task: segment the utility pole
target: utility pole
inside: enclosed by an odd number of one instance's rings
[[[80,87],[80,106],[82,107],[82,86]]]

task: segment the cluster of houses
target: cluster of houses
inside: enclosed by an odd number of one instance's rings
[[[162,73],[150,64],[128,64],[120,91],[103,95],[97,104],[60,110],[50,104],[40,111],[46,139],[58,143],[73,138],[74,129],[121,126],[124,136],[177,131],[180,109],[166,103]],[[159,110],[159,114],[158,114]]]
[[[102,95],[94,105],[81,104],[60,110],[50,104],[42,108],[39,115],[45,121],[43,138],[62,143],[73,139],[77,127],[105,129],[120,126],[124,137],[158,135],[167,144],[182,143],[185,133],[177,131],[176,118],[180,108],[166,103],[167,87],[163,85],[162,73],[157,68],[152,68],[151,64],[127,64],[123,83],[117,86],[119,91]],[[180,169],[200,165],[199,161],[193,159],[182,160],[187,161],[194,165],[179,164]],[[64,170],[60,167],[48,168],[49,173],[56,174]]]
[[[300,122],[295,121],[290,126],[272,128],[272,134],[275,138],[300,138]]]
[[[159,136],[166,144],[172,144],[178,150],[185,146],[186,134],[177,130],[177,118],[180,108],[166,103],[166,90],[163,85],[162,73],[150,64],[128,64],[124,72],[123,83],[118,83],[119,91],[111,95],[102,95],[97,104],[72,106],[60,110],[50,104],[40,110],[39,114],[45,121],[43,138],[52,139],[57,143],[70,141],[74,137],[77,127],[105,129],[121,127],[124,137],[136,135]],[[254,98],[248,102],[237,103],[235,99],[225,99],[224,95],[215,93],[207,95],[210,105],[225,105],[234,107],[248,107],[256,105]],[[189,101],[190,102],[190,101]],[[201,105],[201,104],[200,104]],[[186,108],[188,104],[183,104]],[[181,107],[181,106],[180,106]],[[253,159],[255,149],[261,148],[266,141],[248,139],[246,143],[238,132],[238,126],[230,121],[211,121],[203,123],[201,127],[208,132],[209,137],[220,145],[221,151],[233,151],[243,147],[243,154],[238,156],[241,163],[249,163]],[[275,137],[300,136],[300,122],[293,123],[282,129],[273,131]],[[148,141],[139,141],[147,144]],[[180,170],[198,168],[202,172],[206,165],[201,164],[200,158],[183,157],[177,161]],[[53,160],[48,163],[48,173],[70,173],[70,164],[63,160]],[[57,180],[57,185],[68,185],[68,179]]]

THE TASK
Lines from the start of the material through the line containing "target: cluster of houses" are wanted. Write them out exactly.

WRITTEN REPLY
task: segment the utility pole
target: utility pole
inside: enclosed by an odd number of one instance's rings
[[[80,87],[80,106],[82,107],[82,86]]]

task: segment the cluster of houses
target: cluster of houses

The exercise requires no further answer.